• Problem details
Filter the listing below and copy out every line that contains the string "water", matching case exactly.

<<<<

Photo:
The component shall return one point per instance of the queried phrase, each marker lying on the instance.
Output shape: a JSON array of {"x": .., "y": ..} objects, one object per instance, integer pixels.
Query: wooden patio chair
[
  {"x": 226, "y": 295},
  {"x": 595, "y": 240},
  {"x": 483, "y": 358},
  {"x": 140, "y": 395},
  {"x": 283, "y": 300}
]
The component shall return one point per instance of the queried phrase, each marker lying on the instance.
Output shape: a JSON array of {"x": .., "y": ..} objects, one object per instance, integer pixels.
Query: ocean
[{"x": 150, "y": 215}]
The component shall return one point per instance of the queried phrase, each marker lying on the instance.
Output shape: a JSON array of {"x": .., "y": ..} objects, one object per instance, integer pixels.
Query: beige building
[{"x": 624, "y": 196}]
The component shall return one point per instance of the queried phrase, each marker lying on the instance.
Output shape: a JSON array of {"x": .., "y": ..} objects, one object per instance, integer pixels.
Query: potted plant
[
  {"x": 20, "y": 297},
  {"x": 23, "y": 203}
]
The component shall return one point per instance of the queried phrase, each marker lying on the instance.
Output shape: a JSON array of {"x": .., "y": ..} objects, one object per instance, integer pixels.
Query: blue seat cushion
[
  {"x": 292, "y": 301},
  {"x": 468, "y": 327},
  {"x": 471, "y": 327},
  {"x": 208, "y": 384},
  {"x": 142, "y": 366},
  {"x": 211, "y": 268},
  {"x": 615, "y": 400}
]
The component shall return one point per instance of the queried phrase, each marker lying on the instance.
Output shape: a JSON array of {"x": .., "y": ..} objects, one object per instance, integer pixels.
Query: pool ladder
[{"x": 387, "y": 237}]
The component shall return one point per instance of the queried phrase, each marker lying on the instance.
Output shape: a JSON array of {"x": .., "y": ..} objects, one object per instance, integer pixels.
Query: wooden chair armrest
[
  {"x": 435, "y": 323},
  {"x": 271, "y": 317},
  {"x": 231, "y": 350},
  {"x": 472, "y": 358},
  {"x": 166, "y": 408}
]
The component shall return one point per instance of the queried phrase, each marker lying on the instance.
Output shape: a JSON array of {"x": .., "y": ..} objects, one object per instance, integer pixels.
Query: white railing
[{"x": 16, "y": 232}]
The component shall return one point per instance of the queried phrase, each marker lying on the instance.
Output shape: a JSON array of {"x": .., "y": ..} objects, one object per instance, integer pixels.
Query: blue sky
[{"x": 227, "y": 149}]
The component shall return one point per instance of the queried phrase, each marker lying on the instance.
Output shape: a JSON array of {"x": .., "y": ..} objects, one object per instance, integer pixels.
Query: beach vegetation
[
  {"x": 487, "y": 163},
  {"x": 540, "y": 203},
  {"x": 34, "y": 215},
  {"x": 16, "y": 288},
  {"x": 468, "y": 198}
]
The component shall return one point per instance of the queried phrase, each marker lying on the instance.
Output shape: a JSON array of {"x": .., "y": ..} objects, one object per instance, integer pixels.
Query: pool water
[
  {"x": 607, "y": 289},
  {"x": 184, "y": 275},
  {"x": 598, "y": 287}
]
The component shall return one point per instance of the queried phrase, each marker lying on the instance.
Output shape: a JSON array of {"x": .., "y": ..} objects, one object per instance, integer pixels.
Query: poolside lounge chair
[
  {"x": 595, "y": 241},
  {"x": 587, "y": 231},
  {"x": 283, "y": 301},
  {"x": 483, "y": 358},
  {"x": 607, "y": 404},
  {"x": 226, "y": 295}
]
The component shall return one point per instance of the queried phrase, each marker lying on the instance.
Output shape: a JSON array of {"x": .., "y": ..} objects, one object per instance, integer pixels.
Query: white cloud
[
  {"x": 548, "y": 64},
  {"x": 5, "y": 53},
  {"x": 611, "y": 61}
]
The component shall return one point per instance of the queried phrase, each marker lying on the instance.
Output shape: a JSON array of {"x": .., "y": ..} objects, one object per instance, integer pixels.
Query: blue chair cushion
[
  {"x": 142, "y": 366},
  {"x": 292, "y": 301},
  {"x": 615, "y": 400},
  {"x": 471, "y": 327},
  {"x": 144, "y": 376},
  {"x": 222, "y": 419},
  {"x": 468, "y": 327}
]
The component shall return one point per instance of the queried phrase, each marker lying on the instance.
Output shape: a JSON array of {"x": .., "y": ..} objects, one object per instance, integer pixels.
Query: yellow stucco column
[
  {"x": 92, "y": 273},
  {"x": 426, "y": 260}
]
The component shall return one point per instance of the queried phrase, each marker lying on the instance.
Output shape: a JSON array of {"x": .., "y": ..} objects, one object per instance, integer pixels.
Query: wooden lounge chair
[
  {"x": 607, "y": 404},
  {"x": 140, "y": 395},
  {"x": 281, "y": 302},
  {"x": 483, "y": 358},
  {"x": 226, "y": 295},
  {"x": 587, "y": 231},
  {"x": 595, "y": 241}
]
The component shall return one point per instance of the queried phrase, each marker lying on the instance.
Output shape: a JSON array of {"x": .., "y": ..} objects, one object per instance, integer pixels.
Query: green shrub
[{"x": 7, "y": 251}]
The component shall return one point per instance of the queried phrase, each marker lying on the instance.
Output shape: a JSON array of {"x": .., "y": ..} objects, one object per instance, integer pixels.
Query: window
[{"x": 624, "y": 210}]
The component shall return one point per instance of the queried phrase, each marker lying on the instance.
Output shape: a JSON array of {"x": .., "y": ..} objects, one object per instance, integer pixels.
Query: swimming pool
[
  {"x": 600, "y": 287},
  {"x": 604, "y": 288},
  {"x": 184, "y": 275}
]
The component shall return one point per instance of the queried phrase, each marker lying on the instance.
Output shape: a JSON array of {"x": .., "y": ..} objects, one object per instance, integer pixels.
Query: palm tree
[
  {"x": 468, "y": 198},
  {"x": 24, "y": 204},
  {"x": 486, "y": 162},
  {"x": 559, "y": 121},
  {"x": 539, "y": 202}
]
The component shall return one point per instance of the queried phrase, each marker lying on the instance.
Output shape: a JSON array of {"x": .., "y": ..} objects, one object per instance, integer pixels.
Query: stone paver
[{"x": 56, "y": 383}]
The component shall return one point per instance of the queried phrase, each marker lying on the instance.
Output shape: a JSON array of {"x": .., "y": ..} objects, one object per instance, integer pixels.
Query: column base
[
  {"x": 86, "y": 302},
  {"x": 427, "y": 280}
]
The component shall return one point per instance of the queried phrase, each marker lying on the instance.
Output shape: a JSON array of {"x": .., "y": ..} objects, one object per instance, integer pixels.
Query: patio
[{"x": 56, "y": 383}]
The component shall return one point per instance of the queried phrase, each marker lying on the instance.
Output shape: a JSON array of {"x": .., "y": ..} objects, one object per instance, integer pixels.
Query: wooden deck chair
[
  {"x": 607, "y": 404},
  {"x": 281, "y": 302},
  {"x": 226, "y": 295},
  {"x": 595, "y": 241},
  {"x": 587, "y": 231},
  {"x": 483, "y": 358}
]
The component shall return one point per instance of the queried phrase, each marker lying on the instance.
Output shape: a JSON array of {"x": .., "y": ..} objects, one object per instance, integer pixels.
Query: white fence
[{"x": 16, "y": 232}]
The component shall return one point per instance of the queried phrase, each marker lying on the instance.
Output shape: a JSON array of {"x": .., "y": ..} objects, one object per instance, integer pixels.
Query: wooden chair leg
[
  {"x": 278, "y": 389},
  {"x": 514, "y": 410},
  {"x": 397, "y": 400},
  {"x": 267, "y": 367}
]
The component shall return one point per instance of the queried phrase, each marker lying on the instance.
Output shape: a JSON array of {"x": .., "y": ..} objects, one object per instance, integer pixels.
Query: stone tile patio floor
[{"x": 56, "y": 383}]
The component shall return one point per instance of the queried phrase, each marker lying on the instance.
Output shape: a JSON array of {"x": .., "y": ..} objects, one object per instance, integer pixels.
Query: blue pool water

>>>>

• Result for this task
Query: pool water
Query: blue pool water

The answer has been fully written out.